Required work: Images do not belong in the copy. Retype the entries exactly.

Source material:

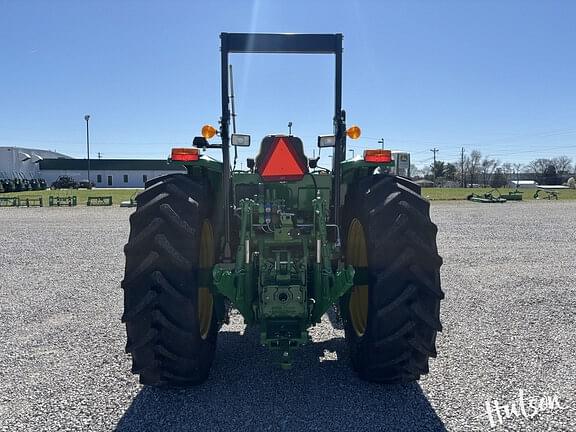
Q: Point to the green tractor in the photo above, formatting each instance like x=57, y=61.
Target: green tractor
x=282, y=242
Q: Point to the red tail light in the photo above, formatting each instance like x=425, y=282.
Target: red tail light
x=378, y=156
x=282, y=163
x=185, y=154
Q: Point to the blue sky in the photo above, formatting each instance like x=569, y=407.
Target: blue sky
x=497, y=76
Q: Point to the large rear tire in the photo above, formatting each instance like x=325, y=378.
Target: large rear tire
x=170, y=319
x=392, y=315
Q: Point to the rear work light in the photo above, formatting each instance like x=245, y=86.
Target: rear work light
x=378, y=156
x=185, y=154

Answer box:
Q: Point to the green tractor in the photo above, formatting each instance like x=57, y=61.
Target: green tractor
x=282, y=242
Q: Point to the red tail light in the photo above, formatting each instance like x=425, y=282.
Target: red tail light
x=378, y=156
x=282, y=163
x=185, y=154
Q: Point to the blue sky in the photo above, formatting each instance like x=569, y=407.
Target: blue sky
x=497, y=76
Q: Point to the large rear tire in the photo above, formatting each instance like x=325, y=378.
Target: large rear tire
x=170, y=319
x=392, y=315
Q: Point to the rear work light in the photo above, formatting each instance like x=245, y=86.
Target: rear work light
x=378, y=156
x=185, y=154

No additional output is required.